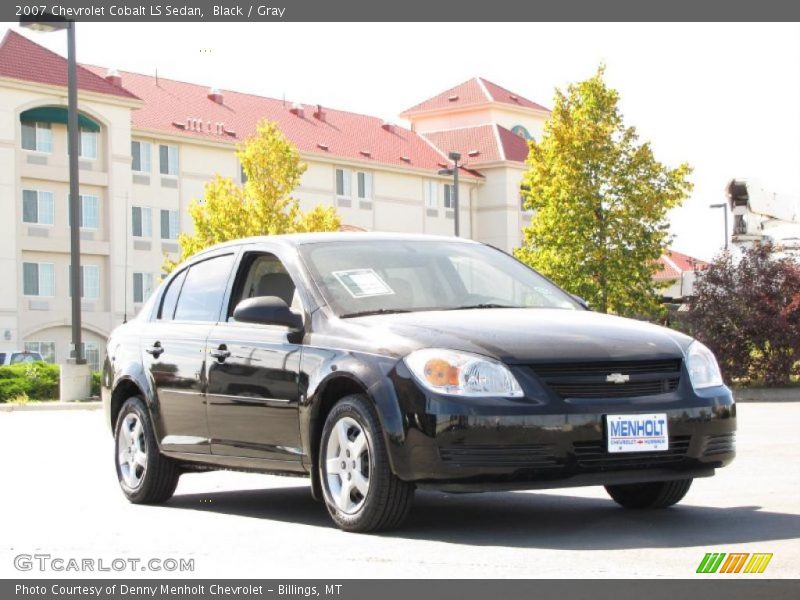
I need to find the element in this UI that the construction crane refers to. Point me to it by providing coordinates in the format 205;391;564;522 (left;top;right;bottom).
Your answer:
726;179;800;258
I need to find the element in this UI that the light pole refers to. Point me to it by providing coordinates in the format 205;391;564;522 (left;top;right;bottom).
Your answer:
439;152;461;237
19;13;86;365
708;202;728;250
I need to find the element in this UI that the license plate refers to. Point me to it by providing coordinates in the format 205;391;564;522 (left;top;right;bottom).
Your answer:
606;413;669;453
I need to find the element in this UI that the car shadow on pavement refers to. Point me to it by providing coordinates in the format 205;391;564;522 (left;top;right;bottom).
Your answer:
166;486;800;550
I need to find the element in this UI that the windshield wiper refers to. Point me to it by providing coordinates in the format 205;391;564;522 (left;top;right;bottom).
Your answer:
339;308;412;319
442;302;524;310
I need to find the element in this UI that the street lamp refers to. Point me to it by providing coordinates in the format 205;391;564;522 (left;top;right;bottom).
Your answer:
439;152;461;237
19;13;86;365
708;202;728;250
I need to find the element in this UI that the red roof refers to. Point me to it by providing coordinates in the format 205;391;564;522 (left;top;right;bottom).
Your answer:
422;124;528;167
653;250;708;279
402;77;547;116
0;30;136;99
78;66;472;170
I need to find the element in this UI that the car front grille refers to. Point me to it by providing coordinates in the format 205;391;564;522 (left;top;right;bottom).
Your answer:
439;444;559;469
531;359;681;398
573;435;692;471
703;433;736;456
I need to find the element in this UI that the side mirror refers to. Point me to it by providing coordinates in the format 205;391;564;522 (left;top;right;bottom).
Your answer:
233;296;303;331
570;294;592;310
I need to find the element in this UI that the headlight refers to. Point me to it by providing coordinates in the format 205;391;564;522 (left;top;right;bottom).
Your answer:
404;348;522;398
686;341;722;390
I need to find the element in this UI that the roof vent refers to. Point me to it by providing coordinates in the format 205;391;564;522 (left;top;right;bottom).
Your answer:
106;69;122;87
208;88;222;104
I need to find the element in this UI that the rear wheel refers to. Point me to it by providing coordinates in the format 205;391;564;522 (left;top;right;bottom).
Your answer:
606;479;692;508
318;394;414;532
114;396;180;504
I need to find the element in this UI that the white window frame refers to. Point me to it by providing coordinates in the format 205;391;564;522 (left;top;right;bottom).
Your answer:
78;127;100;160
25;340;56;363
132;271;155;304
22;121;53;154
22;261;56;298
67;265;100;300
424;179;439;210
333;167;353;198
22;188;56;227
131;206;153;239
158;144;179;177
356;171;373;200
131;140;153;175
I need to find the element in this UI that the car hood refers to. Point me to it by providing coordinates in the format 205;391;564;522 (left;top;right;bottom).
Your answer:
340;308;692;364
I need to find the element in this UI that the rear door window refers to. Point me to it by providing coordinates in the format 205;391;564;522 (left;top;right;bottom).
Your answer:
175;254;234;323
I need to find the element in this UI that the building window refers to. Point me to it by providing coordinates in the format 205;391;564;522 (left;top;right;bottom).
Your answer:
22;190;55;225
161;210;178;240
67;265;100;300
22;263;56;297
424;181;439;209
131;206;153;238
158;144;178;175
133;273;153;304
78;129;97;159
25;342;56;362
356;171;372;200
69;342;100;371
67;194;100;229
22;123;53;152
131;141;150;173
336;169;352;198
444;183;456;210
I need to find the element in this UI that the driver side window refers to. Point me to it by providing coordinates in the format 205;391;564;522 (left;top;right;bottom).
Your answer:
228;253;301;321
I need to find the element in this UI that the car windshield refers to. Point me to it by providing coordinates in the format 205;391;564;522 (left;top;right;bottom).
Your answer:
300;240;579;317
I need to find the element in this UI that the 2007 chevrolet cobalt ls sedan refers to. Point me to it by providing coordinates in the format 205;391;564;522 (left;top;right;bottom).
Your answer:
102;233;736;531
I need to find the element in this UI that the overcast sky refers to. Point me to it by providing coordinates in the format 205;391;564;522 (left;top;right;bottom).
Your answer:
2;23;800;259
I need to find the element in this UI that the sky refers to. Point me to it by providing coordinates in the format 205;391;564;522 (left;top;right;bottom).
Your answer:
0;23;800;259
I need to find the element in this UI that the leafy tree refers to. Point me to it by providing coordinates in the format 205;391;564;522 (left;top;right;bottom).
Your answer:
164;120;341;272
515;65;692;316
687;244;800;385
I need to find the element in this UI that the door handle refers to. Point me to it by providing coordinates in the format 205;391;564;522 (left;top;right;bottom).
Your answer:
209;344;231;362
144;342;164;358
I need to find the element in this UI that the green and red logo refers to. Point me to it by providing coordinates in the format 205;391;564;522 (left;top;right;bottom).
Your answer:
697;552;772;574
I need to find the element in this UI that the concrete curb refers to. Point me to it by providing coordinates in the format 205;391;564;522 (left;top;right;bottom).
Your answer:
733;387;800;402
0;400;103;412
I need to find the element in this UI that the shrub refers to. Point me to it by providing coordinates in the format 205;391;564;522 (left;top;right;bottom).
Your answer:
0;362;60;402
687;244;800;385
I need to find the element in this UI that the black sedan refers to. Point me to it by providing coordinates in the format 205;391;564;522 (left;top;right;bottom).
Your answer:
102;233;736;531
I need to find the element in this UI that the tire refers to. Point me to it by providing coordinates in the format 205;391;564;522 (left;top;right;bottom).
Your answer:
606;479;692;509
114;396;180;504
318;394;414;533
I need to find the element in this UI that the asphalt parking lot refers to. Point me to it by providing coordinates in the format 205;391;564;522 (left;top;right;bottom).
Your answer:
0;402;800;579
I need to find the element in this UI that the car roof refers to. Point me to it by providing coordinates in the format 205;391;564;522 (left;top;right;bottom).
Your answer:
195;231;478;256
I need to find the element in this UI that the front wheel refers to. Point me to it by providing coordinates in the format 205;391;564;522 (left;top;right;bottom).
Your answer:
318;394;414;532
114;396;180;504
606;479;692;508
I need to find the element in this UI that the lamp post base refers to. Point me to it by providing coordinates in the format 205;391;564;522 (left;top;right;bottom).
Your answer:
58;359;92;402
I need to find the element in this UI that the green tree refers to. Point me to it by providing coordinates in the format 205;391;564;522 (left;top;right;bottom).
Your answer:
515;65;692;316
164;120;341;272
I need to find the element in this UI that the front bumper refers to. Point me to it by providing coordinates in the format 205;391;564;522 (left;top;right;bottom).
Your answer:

•••

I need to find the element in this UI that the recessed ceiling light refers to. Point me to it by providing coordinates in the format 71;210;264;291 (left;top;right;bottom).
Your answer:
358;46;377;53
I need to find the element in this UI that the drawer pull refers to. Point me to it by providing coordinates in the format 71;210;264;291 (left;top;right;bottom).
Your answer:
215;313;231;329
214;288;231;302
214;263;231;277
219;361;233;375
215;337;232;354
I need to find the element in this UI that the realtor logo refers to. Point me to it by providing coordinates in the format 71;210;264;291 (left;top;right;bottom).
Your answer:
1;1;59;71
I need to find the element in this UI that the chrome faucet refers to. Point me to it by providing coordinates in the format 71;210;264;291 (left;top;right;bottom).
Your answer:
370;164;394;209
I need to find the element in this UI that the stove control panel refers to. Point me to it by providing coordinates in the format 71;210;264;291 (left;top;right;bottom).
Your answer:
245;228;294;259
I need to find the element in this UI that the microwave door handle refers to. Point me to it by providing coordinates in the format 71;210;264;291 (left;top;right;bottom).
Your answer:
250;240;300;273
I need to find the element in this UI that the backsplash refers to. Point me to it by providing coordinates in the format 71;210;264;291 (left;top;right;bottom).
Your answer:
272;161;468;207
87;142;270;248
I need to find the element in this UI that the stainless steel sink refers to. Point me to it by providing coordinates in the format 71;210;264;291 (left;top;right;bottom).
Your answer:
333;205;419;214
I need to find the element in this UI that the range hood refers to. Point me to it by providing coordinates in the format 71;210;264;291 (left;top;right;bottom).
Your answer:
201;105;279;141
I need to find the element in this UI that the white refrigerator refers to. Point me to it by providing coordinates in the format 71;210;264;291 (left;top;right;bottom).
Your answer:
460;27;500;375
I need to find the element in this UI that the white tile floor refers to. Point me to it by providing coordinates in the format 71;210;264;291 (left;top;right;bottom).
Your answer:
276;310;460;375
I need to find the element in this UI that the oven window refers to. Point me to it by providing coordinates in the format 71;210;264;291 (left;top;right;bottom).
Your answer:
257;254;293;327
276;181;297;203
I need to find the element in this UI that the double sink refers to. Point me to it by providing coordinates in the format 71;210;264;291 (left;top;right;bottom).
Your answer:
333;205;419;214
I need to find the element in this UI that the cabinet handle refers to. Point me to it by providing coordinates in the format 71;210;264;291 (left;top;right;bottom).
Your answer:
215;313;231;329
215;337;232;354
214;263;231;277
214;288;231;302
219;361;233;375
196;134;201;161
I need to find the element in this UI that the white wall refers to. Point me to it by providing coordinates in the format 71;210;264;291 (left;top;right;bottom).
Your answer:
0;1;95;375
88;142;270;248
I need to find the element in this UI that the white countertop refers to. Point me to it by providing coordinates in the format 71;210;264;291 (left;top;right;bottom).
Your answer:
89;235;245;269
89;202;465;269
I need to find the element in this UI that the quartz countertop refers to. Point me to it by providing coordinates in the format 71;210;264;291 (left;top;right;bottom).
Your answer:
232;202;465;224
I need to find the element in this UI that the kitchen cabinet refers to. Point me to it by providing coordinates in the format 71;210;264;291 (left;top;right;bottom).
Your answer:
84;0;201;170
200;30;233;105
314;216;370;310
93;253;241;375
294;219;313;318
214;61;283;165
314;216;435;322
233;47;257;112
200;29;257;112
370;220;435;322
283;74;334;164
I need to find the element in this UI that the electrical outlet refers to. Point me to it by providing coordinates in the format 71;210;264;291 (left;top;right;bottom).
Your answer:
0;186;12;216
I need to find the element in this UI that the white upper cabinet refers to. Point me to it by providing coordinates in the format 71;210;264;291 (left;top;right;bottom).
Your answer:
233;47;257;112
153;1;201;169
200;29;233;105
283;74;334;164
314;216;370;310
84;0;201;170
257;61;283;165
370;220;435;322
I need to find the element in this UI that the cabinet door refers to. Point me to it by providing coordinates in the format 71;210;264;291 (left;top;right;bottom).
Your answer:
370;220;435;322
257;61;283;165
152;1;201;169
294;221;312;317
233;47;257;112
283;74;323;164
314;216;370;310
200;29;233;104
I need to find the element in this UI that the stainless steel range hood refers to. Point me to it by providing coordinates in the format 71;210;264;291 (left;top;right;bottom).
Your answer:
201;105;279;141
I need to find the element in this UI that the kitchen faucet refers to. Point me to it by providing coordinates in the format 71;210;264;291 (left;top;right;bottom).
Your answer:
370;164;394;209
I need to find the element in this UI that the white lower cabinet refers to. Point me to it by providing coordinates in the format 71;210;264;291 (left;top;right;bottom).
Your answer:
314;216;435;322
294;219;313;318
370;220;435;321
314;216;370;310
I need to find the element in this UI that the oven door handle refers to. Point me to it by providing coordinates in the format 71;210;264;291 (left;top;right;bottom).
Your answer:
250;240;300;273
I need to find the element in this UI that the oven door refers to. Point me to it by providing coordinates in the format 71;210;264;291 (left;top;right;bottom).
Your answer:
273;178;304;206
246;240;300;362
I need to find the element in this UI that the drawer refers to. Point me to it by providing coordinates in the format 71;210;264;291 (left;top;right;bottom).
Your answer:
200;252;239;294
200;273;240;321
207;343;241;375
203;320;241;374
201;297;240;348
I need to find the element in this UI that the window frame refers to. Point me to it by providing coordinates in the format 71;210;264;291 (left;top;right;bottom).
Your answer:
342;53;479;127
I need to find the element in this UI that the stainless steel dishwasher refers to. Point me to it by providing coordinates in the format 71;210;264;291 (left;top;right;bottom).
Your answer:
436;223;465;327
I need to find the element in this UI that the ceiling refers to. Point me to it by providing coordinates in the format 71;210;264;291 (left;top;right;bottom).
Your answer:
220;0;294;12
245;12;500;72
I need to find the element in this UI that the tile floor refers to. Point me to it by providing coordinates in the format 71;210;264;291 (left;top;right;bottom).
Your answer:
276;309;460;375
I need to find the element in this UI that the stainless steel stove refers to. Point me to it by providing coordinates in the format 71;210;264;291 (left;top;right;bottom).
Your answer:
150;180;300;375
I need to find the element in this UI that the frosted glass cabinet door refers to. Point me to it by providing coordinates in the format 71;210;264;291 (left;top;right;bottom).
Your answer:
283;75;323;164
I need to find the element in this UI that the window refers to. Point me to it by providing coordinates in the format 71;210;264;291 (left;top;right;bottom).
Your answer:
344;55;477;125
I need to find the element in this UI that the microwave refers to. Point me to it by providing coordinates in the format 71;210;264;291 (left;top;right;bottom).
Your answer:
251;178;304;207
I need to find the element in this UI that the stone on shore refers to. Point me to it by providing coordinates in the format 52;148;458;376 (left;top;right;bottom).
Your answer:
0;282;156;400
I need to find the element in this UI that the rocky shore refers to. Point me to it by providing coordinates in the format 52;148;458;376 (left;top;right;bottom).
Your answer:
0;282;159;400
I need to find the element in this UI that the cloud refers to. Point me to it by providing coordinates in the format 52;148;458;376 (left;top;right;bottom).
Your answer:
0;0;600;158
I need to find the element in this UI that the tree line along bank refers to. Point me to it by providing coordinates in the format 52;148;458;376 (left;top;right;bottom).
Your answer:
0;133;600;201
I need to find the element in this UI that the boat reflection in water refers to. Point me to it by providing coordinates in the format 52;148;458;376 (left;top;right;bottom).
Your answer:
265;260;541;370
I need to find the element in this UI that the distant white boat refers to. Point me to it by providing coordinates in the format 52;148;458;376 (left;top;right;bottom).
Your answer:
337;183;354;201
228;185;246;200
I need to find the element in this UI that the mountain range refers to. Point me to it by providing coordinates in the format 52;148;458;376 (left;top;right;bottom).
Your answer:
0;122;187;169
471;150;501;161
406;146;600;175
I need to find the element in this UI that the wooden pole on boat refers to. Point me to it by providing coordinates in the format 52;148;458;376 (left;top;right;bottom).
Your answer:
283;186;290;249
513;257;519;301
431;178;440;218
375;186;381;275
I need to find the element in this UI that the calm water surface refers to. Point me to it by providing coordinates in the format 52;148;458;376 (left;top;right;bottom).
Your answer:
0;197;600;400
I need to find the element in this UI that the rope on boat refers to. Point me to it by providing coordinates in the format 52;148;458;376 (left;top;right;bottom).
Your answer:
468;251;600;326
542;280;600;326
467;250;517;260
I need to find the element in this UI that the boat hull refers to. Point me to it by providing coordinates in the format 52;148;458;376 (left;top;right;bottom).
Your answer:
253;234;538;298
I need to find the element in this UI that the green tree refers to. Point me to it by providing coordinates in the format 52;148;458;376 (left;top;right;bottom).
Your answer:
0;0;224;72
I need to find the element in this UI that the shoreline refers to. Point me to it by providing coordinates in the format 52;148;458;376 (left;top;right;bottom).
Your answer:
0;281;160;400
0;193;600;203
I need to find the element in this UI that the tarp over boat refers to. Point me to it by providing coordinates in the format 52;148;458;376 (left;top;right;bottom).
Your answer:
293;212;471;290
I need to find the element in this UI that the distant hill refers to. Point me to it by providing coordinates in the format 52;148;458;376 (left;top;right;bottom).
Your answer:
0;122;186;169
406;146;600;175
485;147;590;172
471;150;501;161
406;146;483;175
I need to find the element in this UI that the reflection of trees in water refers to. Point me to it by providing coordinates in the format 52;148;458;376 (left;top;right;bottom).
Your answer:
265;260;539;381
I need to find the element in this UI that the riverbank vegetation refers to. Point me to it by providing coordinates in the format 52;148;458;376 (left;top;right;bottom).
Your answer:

•••

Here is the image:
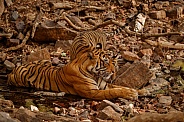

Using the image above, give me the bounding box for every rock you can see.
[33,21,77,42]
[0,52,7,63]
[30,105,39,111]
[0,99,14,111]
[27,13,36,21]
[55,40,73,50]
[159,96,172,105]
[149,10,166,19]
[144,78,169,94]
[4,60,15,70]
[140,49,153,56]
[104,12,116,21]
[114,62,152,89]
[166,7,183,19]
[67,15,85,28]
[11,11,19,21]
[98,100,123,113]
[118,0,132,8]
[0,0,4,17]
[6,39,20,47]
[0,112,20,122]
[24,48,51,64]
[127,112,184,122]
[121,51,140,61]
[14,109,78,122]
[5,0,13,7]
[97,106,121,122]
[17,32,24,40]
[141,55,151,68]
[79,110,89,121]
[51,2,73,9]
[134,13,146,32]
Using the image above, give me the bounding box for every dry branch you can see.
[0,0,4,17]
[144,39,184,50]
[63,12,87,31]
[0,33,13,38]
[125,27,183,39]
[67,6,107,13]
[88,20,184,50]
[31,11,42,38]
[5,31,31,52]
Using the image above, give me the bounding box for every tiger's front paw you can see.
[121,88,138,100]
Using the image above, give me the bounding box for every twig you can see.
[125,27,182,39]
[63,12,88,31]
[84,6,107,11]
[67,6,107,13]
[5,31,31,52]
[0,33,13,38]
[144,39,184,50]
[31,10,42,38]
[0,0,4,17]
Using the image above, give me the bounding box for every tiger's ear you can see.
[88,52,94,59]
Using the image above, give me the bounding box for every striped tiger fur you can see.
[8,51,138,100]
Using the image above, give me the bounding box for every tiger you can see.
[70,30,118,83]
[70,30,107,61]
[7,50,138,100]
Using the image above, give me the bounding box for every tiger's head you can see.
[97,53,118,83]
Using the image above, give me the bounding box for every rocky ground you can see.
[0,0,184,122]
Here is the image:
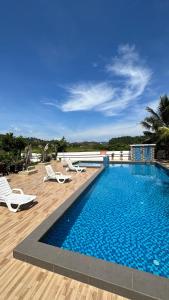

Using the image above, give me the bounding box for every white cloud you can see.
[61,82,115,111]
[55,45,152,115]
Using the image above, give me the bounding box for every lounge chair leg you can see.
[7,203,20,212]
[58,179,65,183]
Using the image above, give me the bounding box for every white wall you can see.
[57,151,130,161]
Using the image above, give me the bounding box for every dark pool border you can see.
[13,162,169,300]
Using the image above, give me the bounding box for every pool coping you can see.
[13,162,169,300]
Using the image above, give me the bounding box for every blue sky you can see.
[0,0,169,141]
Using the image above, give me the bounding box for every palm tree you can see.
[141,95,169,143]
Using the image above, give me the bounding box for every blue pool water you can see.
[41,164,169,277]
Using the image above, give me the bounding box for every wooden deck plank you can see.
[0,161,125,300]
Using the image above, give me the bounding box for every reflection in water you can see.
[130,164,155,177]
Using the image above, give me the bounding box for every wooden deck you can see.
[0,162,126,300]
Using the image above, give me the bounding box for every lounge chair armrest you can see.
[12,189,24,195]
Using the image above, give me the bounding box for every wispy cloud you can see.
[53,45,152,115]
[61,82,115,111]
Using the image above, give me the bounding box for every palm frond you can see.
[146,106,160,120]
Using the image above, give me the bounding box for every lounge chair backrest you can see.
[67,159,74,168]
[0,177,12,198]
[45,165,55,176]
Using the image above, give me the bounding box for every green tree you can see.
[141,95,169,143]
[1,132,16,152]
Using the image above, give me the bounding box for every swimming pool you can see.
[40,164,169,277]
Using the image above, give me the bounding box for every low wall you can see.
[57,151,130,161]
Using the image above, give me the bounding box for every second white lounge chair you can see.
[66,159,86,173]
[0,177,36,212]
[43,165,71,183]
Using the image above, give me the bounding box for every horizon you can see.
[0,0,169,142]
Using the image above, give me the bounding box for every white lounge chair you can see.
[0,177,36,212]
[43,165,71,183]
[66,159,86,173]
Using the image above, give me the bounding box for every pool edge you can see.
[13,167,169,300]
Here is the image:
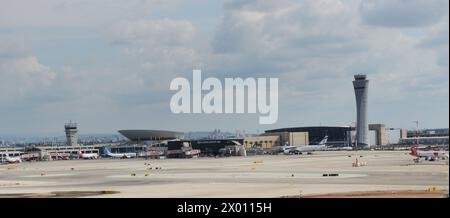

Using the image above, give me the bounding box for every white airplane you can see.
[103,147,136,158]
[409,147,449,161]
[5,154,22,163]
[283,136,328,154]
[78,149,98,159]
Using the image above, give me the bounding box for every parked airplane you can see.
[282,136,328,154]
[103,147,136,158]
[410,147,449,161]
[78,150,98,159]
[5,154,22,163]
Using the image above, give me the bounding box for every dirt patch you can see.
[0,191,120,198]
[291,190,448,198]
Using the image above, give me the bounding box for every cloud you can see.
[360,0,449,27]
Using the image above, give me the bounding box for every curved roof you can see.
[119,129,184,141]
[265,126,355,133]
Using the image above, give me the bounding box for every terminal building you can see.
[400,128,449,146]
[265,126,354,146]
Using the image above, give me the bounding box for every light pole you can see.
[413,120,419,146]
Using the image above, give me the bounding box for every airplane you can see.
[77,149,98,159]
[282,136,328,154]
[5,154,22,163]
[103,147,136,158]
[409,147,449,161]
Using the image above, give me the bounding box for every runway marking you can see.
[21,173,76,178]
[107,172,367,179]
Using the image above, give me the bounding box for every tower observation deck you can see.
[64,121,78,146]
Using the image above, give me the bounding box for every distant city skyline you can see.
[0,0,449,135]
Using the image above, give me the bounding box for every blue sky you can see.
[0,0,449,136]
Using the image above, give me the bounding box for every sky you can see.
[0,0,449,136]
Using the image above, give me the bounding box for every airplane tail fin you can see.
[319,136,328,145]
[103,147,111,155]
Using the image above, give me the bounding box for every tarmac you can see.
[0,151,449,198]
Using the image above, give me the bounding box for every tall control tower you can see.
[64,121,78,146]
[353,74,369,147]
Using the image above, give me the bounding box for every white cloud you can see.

•••

• [Task description] Reproduce verbatim the lines of the listing starting at the line that contains "that the building" and ending at the line that contains "444;183;456;210", with both of those lines included.

• [Result for this task]
I need to find the element in this UI that the building window refers to. Point me to it by providing coordinates in the format 205;391;564;522 (left;top;right;bottom).
Your answer:
22;190;55;225
161;210;178;240
67;265;100;300
22;263;56;297
424;181;439;209
131;206;153;238
158;144;178;175
133;273;153;304
78;129;97;159
25;342;56;362
356;171;372;200
69;342;100;371
67;194;100;229
22;123;53;152
131;141;150;173
336;169;352;198
444;183;456;210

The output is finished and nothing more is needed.